[[ PASSAGE TO READ, beginning ]]

Synthetic peptide to kill antibiotic-resistant bacteria

Researchers have designed a short peptide capable of poisoning a key enzyme in disease-causing bacteria, including some of most deadly and antibiotic-resistant species.  

Made from a short stretch of about 24 amino acids, the peptide mimics the action of a natural toxin which inhibits a class of enzymes called topoisomerases. These enzymes play a crucial role in unspooling and re-coiling bacterial DNA during replication and protein synthesis. They are an attractive target for antibiotics because the ones in bacteria are very different from those in humans. 

Among the most widely used antibiotics are fluoroquinolones such as ciprofloxacin, which target these topoisomerases. However, overuse of these antibiotics around the world has led to the alarming rise of antibiotic-resistant bacteria, prompting scientists to pursue alternative strategies and molecules.  

Topoisomerases form a covalent adduct – an intermediate complex – with the bacterial DNA, to coil or uncoil it. The peptide developed by the team binds to this adduct and “traps” it in place, kicking off a cascade of events that lead to cell death, explains one of the corresponding authors of the study published in EMBO Reports. This is similar to how a natural toxin called CcdB, produced by certain other bacteria and plasmids, works.  

“The full length CcdB protein is large. It is not feasible to use it as a drug in its entirety,” says first author. Instead, the team snipped out a small stretch from the tail end of this protein and added a few more amino acids that would allow the new peptide to enter bacterial cells.

The team then tested the new peptide’s effect on the growth of several disease-causing bacterial species, including E. coli, Salmonella Typhimurium, Staphylococcus aureus and a multidrug resistant strain of Acinetobacter baumanii – both in cell culture as well as animal models. They also compared the effect of their peptide against clinical doses of ciprofloxacin. Depending on the species, the peptide was found to either block or “poison” a specific type of topoisomerase – an enzyme called DNA gyrase in many of them, explains another author. “It is [also] capable of disrupting most of the strains’ membranes,” the author adds.  

In animal models, the peptide was found to drastically reduce infection. “In most of the cases, we saw that the decline in the bacterial count in major organs following peptide treatment was higher than in the ciprofloxacin-treated group. That was pretty encouraging to us,” says the author. For example, in animals infected with antibiotic-resistant Acinetabacter baumannii, the peptide treatment caused an 18-fold reduction in bacterial load in the liver, compared to only a 3-fold reduction by ciprofloxacin. The peptide was also found to be relatively safe and did not cause toxic reactions in the animals.  

Since the peptide binds to a different site on the bacterial enzyme than ciprofloxacin, the researchers believe that it provides leads for identification of drugs that can be used as a combination therapy with existing antibiotics. The senior author adds that the study also reinforces the importance of targeting topoisomerases as a valid approach to finding new antibiotics.

[[ PASSAGE TO READ, end ]]

> LIST OF TASKS:
**A)** Decide whether each statement agrees with the peptide article. Answer yes or no for each, quoting the words of the article that decide it.
(i) The peptide is made from about 24 amino acids.
(ii) The peptide binds to the same site on the bacterial enzyme as ciprofloxacin.
(iii) The peptide caused toxic reactions in the animals.
**B)** According to the peptide article, in which journal was the study published?
**C)** List every bacterial species or strain that the peptide article says the new peptide was tested against.

[[ RECORDED DATA, beginning ]]

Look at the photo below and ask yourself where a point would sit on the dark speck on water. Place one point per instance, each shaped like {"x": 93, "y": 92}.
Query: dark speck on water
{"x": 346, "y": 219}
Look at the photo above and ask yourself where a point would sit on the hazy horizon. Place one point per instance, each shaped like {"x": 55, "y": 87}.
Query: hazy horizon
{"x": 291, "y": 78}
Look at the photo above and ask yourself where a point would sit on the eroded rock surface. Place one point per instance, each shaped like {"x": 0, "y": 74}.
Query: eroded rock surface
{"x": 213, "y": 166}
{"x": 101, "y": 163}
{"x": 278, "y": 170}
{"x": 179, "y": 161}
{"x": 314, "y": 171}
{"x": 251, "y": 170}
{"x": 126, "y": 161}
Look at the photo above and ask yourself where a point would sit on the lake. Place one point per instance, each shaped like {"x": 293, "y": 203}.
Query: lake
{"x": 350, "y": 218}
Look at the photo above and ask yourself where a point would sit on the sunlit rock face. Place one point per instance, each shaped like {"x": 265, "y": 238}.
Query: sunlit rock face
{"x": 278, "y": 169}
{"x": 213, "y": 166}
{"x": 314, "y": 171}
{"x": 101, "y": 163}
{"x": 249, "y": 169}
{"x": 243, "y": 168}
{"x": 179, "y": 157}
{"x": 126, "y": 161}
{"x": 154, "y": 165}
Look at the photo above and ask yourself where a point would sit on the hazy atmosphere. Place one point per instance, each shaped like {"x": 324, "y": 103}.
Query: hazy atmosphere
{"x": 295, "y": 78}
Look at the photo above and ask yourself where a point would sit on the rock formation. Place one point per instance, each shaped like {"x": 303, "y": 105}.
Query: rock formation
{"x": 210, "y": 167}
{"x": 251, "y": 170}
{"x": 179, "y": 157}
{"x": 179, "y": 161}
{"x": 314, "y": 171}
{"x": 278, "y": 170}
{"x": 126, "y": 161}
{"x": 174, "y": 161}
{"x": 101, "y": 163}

[[ RECORDED DATA, end ]]

> YOUR RESPONSES:
**A)**
(i) Yes: "Made from a short stretch of about 24 amino acids"
(ii) No: "the peptide binds to a different site on the bacterial enzyme than ciprofloxacin"
(iii) No: "did not cause toxic reactions in the animals"

**B)** EMBO Reports

**C)**
E. coli
Salmonella Typhimurium
Staphylococcus aureus
a multidrug resistant strain of Acinetobacter baumanii